[Assigned task] Rewrite everything from "Smith said the" down to "percent cap ." in the text about the UNC financial aid cap, swapping "Proponents" for "Supporters".

[Text passage]
· · · ·

After about 10 minutes of discussion, the board’s budget and finance committee passed a motion that could affect the amount of need-based aid allocated to students throughout the system.

If the full Board of Governors approves the "Freeze and Cap" proposal Friday, UNC-system schools would no longer be allowed to use more than 15 percent of their revenue from tuition for need-based financial aid beginning in 2015.

“We’d go to great lengths to not have to cut [need-based aid] and to try and cut the burden placed on working families in North Carolina,” said Harry Smith, chairman of the Board of Governors' budget and finance committee . “It’s gotten to the point where it is challenging for families to be able to send their children to get an education.”

Smith said the cap aims to change the model used to pay for need-based financial aid . Proponents of the cap say using a large portion of undergraduate tuition to pay for the aid places an unfair burden on the middle class.

The UNC angle

UNC-Chapel Hill exceeds the 15 percent threshold by 5.9 percent — more than $19 million above the cap. Five other UNC-system campuses also meet or exceed the 15 percent cap .

The proposal does not force schools to recede to that 15 percent level — instead, it would freeze the budgeted amount of tuition revenue going to aid.

· · · ·

[Dataset excerpt]
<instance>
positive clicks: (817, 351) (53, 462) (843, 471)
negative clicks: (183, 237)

· · · ·

[Answer section]
Smith said the cap aims to change the model used to pay for need-based financial aid . Supporters of the cap say using a large portion of undergraduate tuition to pay for the aid places an unfair burden on the middle class.

The UNC angle

UNC-Chapel Hill exceeds the 15 percent threshold by 5.9 percent — more than $19 million above the cap. Five other UNC-system campuses also meet or exceed the 15 percent cap .